▶ [Tasks]:
1. Rename "business" to "trade" as you rewrite the theme park passage. Begin at the words that have "Over the course" and stop after "the memory-making business.".
2. In the theme park passage, what hourly wage does MIT's Living Wage calculator say an individual would need to support themselves in San Diego County?

▶ [Passage provided]:
◇ ◇ ◇ ◇ ◇ ◇ ◇

Over the course of the summit, I heard the industry referred to, alternately, as the smile business, the fun business, and the memory-making business.
For its part, the industry claims it has rethought the career ladder and the employee experience (pivoting from solely “focus[ing] on the visitor experience,” per another IAAPA expo), broadened its recruitment efforts, offered new employee incentives, and raised wages. According to the Chamber of Commerce, in 2022, Six Flags Fiesta Texas upped their hourly wage to $15, while SeaWorld San Antonio offered $1,000 bonuses for new hires. A recent job fair for SeaWorld San Diego lists base wages at $16.30 an hour for the main park, and $15.50 at sister park Sesame Place in nearby Chula Vista, with variously free admission, scholarship opportunities, and other perks. According to MIT’s Living Wage calculator, which accounts for basic needs and all taxes, an individual would need a $22.61 hourly wage to support themselves in San Diego County. And SeaWorld San Diego was sued in a class-action over alleged unpaid wages during 2020 layoffs.

◇ ◇ ◇ ◇ ◇ ◇ ◇

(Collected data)
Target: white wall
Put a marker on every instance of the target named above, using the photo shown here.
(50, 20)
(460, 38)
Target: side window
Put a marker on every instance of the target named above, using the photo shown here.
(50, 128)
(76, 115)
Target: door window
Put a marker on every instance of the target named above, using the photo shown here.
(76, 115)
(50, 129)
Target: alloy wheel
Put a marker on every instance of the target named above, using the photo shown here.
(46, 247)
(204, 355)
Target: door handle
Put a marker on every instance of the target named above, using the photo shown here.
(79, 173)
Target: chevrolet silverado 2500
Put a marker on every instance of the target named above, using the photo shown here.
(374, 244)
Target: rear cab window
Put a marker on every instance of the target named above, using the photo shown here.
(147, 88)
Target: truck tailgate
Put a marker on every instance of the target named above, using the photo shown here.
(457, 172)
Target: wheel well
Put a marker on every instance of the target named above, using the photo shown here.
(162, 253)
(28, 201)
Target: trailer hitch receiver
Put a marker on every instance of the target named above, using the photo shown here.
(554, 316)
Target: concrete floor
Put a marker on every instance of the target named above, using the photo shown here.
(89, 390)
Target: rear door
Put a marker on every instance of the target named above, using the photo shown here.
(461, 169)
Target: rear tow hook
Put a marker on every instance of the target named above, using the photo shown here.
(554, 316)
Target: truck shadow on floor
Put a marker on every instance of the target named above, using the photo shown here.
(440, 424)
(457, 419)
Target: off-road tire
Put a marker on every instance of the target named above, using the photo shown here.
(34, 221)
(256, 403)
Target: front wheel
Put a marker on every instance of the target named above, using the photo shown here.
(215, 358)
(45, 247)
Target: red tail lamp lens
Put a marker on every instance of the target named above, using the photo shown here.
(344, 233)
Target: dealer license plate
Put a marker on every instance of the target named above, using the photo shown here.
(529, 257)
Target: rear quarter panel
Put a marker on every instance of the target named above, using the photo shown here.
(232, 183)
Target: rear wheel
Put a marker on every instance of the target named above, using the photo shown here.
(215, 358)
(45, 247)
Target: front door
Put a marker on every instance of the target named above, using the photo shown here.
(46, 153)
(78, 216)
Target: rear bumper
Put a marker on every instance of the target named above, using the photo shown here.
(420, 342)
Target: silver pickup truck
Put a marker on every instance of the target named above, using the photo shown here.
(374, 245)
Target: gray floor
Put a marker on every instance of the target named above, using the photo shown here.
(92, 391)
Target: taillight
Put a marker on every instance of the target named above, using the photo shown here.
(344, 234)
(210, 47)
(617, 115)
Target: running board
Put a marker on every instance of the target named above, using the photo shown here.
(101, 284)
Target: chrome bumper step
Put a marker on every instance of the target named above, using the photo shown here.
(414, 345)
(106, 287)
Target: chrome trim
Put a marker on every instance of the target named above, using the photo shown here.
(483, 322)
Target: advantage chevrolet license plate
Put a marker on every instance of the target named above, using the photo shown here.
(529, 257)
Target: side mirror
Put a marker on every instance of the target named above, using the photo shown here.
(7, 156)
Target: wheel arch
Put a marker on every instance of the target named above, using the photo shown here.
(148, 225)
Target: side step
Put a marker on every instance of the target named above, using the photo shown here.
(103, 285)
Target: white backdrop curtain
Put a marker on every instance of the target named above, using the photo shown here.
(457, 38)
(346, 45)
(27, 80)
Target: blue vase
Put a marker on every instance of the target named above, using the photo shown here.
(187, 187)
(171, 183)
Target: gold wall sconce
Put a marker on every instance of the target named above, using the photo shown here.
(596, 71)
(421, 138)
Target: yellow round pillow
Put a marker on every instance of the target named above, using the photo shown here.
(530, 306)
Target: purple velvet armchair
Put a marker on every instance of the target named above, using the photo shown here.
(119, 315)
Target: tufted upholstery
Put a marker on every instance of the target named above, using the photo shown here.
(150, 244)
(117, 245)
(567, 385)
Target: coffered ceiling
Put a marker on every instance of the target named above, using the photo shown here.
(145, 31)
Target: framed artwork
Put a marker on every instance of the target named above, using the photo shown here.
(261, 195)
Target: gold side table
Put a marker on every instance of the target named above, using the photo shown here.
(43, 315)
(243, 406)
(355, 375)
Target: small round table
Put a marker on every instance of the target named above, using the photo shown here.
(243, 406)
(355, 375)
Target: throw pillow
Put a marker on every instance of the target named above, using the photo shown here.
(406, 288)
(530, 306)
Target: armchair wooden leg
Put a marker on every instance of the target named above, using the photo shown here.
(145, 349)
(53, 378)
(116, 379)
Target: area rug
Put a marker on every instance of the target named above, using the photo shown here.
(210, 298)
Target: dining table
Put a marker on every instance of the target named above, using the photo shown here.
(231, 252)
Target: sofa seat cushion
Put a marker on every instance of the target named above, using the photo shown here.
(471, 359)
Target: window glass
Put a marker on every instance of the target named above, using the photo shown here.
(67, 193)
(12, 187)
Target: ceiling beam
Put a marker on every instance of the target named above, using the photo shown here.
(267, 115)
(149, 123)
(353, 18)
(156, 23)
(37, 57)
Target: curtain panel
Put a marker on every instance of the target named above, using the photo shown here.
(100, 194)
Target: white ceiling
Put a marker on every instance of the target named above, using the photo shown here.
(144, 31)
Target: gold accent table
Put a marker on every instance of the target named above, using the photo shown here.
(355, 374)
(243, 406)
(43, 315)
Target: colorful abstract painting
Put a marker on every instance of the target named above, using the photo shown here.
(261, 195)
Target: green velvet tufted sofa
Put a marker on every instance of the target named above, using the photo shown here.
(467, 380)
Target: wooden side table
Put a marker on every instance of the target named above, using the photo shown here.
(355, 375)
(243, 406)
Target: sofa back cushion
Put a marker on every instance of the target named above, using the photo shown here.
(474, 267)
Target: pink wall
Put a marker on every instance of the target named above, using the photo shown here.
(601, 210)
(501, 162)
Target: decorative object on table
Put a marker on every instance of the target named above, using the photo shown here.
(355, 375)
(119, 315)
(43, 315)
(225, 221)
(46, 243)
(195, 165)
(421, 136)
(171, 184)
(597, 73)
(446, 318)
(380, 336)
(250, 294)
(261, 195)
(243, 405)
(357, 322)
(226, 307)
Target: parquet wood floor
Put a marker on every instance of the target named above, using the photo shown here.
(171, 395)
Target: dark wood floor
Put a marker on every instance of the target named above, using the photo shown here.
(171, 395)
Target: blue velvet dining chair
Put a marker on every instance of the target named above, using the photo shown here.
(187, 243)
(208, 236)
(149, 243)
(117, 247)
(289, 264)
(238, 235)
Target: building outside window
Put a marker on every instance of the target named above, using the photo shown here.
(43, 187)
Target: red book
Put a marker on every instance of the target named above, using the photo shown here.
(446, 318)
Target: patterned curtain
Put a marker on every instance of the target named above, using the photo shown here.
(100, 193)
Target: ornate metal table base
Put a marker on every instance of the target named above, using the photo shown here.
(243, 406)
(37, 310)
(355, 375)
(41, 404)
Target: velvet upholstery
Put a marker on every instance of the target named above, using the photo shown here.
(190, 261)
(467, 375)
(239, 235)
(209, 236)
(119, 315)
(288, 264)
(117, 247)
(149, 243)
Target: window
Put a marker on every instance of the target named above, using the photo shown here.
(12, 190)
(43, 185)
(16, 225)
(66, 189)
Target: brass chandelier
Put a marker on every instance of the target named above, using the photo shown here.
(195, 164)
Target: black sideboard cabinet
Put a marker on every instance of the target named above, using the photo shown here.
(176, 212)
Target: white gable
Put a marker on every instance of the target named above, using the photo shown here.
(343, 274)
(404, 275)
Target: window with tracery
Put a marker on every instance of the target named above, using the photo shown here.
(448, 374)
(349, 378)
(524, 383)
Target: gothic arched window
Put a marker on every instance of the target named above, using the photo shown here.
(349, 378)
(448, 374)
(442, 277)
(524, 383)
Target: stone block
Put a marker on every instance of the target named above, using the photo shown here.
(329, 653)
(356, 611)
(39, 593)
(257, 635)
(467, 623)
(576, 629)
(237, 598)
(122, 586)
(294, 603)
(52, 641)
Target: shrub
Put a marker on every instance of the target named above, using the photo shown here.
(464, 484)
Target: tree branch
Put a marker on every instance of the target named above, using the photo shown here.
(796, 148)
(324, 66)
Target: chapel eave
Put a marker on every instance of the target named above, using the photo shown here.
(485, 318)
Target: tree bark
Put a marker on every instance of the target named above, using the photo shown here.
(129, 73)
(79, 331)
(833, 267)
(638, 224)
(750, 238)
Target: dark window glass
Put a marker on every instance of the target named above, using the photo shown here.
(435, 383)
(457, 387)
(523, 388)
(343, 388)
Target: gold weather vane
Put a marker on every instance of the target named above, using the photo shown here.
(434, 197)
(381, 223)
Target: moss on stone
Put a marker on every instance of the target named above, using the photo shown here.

◇ ◇ ◇ ◇ ◇ ◇ ◇

▶ [Answers provided]:
1.
Over the course of the summit, I heard the industry referred to, alternately, as the smile trade, the fun trade, and the memory-making trade.

2. $22.61 an hour